*TASK*
Put the lines below, from the line containing "Quick question about the photo below: is any ice" through the last line, into a JSON list of strings, one string per line, with blank lines and the pictures left out.

** begin **

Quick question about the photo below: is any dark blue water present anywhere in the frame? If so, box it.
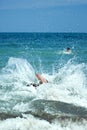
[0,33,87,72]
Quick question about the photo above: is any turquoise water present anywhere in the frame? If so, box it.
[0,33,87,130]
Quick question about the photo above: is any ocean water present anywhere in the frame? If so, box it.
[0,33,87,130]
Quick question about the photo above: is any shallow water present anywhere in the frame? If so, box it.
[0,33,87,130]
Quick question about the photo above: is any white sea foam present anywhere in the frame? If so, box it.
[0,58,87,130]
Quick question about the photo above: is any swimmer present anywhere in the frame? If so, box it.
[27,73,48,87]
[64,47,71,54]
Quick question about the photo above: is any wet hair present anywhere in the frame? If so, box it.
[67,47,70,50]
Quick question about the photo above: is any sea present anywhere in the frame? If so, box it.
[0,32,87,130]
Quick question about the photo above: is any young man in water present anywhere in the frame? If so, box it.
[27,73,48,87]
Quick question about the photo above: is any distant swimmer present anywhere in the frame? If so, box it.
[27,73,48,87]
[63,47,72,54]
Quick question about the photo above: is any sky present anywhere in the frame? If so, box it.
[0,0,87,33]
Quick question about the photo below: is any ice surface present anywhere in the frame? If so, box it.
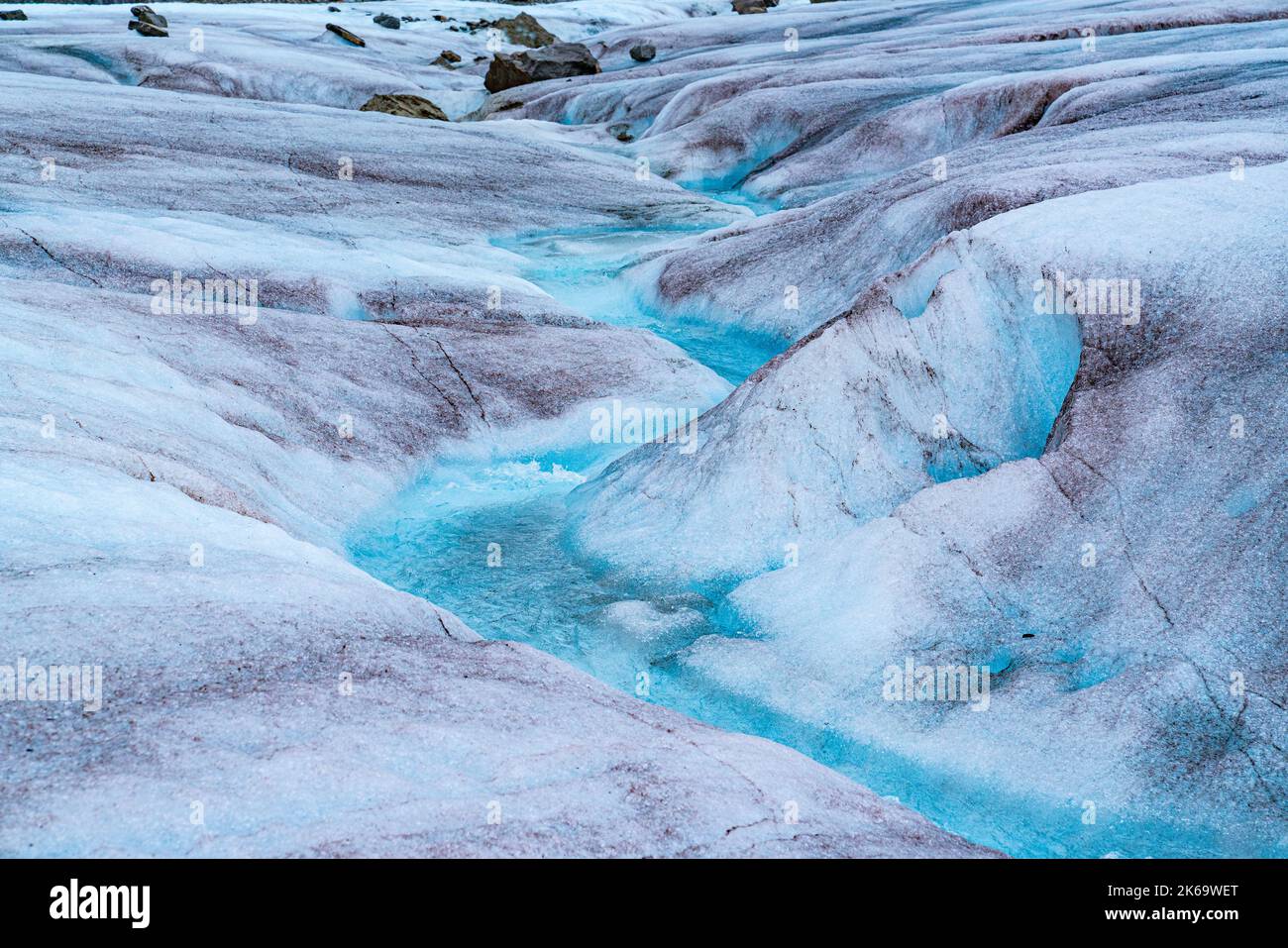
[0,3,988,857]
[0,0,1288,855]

** end **

*REPLY TO THE TASK*
[
  "Quick question about the photo below: is any ice surface present anywhere in the frame? If so, box it.",
  "[0,3,988,857]",
  "[0,0,1288,855]"
]